About this exercise: Output the entries that follow, word for word.
Content starts
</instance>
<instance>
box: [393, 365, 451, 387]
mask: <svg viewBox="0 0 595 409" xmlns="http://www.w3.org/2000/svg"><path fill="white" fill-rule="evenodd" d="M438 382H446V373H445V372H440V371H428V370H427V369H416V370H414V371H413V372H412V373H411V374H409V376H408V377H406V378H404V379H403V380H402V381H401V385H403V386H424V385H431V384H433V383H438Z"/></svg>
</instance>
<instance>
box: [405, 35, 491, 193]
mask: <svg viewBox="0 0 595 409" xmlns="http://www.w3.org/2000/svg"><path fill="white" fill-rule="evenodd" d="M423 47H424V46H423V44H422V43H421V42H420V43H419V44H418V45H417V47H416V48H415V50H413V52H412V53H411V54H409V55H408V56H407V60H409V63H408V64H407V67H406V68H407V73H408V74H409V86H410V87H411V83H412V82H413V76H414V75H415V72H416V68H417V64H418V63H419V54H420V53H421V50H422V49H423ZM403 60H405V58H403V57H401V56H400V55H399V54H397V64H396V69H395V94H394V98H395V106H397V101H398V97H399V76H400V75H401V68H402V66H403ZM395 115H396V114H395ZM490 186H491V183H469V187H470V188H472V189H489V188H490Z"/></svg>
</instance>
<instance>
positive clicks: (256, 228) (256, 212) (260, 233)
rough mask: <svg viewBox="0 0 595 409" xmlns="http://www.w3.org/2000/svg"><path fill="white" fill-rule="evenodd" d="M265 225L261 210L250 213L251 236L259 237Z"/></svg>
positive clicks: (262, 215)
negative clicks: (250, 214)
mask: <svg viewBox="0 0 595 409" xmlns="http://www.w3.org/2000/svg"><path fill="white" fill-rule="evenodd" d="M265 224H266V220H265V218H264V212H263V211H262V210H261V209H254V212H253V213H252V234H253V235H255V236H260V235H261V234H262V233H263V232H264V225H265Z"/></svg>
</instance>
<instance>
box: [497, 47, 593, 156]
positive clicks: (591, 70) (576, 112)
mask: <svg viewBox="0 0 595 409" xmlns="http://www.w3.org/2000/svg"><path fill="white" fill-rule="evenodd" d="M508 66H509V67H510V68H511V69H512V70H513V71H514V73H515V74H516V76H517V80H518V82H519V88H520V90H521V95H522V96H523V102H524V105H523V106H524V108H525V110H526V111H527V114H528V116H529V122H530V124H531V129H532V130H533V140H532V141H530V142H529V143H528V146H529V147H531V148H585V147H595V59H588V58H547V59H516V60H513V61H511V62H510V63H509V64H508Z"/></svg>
Content ends
Answer to this exercise:
</instance>
<instance>
box: [393, 365, 451, 387]
mask: <svg viewBox="0 0 595 409" xmlns="http://www.w3.org/2000/svg"><path fill="white" fill-rule="evenodd" d="M438 382H446V373H445V372H440V371H428V370H427V369H416V370H414V371H413V372H412V373H411V374H409V376H408V377H406V378H404V379H403V380H402V381H401V385H403V386H424V385H431V384H433V383H438Z"/></svg>
</instance>
<instance>
box: [405, 35, 491, 193]
mask: <svg viewBox="0 0 595 409" xmlns="http://www.w3.org/2000/svg"><path fill="white" fill-rule="evenodd" d="M423 47H424V46H423V44H422V43H421V42H420V43H419V44H418V45H417V47H416V48H415V50H413V52H412V53H411V54H409V55H408V56H407V60H409V63H408V64H407V67H406V68H407V73H408V74H409V86H410V87H411V83H412V82H413V76H414V75H415V72H416V68H417V64H418V63H419V54H420V53H421V50H422V49H423ZM403 60H405V58H403V57H401V56H400V55H399V54H397V64H396V69H395V94H394V98H395V106H397V101H398V97H399V76H400V75H401V68H402V66H403ZM395 115H396V114H395ZM490 186H491V183H469V187H470V188H472V189H489V188H490Z"/></svg>
</instance>
<instance>
positive clicks: (256, 228) (256, 212) (260, 233)
rough mask: <svg viewBox="0 0 595 409" xmlns="http://www.w3.org/2000/svg"><path fill="white" fill-rule="evenodd" d="M265 225L261 210L250 213L251 236L259 237Z"/></svg>
positive clicks: (262, 215)
negative clicks: (250, 214)
mask: <svg viewBox="0 0 595 409" xmlns="http://www.w3.org/2000/svg"><path fill="white" fill-rule="evenodd" d="M265 224H266V220H265V218H264V212H263V211H262V210H261V209H254V212H253V213H252V234H253V235H255V236H260V235H261V234H262V233H263V232H264V225H265Z"/></svg>
</instance>
<instance>
box: [497, 47, 593, 156]
positive clicks: (591, 70) (576, 112)
mask: <svg viewBox="0 0 595 409" xmlns="http://www.w3.org/2000/svg"><path fill="white" fill-rule="evenodd" d="M508 66H509V67H510V68H511V69H512V70H513V71H514V73H515V74H516V76H517V80H518V82H519V88H520V90H521V95H522V96H523V102H524V105H523V106H524V108H525V110H526V111H527V114H528V116H529V122H530V124H531V129H532V130H533V140H532V141H530V142H529V143H528V146H529V147H531V148H585V147H595V59H588V58H547V59H516V60H513V61H511V62H510V63H509V64H508Z"/></svg>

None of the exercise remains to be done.